[BEGIN TEXT]

I never thought about it that way before but I think you are pretty bang on with at least what would be the "feel" of the difference of SACD in my room for me (funny enough very few DVD-V or A's did the same). Maybe adding to that a dash of more openness especially in the upper-mids higher; but yes sometimes when I think of better time/phase alignment it is to me about more "confidence" with "ease" and it all snaps-to in your head as just more "right", so in that sense I can agree. I'd say I've thought about time-alignment and coherence more then I ever thought I would, but having seen about 70 shows in front of the Grateful Dead's time-aligned PA, having Totems which seems to put some focus on that, falling in love with Ayre's Pono and now Codex on the digital filtering front, a pretty big user of Plangent's wow-flutter correction and more recently digital de-emphasis of the Nagra EQ curve for GD tapes recorded on a Nagra deck helping phase coherence from what I understand (they feel they can pretty much pass a square wave now); I've gotten that sense of it all working one way or the other to better dial in things from say using an average camera lens to one with killer bokeh, it just sings more. I'd also say, for an on-topic analogy, a recent Kevin Gray remastering is probably the best example of this feeling you'll find these days by comparison to many other remasterings; I find his remasterings so incredibly honest and maybe unencumbered with "process", it feels so master tape-y and gets you to that confidence with ease place very fast with it just snapping "right" in your head; throw that into DSD with some time and phase alignment implemented where needed and I sure don't need much else true analog wave or not.

[END TEXT]

GOAL 1: According to the post, about how many shows did the writer see in front of the Grateful Dead's time-aligned PA?

[BEGIN SOURCE RECORDS]

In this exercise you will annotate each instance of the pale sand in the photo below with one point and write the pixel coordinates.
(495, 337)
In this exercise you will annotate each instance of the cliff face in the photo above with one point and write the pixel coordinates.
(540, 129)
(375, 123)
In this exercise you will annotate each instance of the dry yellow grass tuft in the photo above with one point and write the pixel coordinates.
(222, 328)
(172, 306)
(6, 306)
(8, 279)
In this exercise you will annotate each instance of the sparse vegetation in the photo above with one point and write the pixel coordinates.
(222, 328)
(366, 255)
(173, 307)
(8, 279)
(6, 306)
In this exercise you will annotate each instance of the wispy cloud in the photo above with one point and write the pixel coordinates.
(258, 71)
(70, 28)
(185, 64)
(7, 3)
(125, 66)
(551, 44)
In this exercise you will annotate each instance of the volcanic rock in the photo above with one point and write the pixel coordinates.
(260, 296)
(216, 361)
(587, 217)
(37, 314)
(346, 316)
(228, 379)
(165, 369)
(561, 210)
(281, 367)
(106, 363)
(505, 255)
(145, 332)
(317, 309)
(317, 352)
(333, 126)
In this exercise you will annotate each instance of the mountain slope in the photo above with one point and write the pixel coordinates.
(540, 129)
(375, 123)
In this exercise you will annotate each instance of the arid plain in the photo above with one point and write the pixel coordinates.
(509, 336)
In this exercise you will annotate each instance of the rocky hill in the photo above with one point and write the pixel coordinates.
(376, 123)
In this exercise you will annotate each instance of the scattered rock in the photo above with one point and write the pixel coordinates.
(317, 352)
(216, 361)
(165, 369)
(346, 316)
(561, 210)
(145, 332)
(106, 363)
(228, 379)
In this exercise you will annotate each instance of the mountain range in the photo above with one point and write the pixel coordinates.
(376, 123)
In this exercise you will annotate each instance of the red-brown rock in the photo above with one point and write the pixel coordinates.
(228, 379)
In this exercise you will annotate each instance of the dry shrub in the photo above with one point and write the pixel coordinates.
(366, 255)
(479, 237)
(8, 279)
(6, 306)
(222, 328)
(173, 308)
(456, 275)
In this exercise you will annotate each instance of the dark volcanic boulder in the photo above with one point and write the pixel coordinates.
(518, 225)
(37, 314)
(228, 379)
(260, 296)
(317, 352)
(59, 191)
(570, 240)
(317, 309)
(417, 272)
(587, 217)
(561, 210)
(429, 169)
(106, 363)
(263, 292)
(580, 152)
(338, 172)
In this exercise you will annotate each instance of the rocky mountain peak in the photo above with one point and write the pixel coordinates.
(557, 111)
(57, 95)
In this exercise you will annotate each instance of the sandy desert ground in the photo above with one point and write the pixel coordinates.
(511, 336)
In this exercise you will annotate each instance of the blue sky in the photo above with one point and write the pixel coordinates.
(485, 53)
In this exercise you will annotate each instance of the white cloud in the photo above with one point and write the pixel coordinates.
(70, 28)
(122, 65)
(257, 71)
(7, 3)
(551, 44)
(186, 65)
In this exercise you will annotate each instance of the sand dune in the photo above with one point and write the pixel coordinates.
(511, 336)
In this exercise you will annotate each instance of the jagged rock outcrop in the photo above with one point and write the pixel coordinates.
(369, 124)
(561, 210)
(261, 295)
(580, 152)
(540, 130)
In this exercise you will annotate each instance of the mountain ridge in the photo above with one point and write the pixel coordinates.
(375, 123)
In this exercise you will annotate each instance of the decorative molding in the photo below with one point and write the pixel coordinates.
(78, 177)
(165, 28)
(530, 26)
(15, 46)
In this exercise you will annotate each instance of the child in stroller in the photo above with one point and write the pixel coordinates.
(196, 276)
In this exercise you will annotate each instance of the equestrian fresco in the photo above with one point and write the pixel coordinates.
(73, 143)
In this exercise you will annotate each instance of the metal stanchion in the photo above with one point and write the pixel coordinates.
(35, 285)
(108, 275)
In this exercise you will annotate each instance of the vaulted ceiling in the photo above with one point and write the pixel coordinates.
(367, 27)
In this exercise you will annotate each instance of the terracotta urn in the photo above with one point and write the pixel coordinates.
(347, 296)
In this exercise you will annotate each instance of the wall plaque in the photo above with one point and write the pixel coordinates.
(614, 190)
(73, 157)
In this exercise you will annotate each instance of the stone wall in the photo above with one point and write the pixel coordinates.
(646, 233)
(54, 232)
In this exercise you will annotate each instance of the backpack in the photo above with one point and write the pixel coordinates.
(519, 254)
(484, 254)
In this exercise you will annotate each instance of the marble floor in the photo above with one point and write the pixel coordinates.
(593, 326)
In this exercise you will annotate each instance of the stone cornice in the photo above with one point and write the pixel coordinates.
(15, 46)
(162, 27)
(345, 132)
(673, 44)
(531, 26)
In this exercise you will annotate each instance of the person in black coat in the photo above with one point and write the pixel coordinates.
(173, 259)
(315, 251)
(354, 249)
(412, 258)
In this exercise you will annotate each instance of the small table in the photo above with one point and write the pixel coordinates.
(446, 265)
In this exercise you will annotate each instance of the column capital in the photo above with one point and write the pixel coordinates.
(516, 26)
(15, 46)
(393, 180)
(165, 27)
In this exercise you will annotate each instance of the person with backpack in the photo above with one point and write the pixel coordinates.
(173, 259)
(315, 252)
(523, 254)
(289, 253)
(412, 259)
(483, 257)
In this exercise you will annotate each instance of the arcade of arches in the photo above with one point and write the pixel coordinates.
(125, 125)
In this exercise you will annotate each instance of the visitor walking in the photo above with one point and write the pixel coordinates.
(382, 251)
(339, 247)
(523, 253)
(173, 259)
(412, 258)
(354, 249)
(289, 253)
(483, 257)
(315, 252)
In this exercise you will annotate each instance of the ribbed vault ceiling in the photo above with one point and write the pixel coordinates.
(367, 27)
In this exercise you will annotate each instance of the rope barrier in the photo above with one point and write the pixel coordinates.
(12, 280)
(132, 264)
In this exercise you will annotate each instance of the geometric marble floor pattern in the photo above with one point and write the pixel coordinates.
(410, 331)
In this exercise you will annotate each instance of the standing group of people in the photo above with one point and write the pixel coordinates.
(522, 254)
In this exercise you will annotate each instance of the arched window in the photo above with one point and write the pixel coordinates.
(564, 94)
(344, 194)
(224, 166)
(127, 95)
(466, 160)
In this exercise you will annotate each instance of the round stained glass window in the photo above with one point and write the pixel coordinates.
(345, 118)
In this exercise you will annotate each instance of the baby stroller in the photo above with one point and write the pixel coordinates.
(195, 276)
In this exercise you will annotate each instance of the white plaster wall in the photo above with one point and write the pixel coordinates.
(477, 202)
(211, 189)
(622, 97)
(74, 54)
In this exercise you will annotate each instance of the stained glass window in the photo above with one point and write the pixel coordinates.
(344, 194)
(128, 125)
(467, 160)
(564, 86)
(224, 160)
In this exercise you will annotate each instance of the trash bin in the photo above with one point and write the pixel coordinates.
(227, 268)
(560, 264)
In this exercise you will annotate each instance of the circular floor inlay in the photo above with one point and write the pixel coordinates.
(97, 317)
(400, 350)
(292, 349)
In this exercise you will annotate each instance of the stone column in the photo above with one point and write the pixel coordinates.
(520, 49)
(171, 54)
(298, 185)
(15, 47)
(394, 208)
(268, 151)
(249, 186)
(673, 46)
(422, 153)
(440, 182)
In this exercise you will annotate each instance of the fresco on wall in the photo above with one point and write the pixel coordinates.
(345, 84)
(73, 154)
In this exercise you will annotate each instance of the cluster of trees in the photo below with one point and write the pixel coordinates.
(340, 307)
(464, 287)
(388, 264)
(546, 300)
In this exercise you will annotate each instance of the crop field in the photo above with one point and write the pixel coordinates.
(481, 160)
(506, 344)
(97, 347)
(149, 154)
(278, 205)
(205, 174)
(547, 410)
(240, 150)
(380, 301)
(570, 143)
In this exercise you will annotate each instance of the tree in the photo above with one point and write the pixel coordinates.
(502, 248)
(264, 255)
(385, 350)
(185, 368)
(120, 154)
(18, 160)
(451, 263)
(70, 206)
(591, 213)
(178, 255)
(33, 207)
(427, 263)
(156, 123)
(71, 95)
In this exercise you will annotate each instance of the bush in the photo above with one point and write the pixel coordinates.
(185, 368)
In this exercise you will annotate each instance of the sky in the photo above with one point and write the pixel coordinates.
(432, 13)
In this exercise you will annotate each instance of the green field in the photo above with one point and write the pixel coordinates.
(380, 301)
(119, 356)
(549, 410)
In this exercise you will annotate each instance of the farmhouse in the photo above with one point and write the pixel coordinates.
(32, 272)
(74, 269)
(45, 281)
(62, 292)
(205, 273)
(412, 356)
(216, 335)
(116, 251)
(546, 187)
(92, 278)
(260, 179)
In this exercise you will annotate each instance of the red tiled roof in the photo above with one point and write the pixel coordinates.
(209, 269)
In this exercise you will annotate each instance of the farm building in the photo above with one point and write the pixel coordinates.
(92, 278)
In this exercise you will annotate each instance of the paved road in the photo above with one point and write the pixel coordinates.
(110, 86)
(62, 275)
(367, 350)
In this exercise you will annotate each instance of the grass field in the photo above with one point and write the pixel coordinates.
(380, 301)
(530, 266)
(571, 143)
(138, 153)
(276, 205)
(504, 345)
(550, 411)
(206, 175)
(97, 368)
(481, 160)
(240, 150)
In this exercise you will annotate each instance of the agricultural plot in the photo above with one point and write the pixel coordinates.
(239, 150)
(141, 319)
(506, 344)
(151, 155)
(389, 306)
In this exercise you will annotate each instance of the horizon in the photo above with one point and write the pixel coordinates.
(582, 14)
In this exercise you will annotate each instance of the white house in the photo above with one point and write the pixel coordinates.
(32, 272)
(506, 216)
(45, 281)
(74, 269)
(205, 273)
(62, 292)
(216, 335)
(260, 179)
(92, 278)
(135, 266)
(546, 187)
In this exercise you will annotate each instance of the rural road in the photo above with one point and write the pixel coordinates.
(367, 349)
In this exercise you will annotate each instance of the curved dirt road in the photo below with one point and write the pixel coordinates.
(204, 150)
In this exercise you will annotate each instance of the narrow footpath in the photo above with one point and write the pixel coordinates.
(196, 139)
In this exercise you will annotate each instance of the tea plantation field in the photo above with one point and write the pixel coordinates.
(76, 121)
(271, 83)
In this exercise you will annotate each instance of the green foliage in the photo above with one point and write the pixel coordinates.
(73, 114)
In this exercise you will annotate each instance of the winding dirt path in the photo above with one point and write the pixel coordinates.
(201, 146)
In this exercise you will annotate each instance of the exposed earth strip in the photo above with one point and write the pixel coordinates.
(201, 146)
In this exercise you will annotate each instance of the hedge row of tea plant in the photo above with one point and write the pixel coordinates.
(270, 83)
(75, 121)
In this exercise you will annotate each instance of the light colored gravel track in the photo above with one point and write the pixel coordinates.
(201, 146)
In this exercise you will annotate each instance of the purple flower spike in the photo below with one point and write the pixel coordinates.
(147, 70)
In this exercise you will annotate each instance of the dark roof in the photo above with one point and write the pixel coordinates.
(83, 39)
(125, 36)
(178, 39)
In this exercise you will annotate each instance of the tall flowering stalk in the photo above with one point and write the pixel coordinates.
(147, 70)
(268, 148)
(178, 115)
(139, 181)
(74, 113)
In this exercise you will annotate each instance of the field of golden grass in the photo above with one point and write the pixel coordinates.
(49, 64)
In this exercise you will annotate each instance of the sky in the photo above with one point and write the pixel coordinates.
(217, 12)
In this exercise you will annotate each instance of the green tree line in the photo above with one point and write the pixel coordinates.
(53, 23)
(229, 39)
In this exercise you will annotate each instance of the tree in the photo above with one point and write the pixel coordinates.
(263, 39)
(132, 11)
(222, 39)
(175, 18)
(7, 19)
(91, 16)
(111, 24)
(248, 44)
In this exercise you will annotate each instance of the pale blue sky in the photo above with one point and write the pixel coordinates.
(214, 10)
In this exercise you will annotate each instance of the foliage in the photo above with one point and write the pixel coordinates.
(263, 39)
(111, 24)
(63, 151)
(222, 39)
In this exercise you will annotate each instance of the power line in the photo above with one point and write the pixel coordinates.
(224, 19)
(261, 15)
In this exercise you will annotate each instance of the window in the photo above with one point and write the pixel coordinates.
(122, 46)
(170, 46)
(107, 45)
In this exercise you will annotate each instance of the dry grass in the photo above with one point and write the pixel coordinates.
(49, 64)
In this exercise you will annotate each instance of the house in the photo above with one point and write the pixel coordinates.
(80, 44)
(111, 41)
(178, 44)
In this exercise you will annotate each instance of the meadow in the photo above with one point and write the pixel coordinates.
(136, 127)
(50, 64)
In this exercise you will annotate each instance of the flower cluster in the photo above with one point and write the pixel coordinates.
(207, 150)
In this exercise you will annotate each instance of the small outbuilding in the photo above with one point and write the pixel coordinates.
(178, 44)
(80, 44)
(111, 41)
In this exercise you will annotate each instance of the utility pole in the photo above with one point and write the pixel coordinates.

[END SOURCE RECORDS]

GOAL 2: Count the lines in the listing that contain the string "person", treating uppercase and lowercase as different. Reply with the number only.

RIGHT ANSWER 1: About 70.

RIGHT ANSWER 2: 2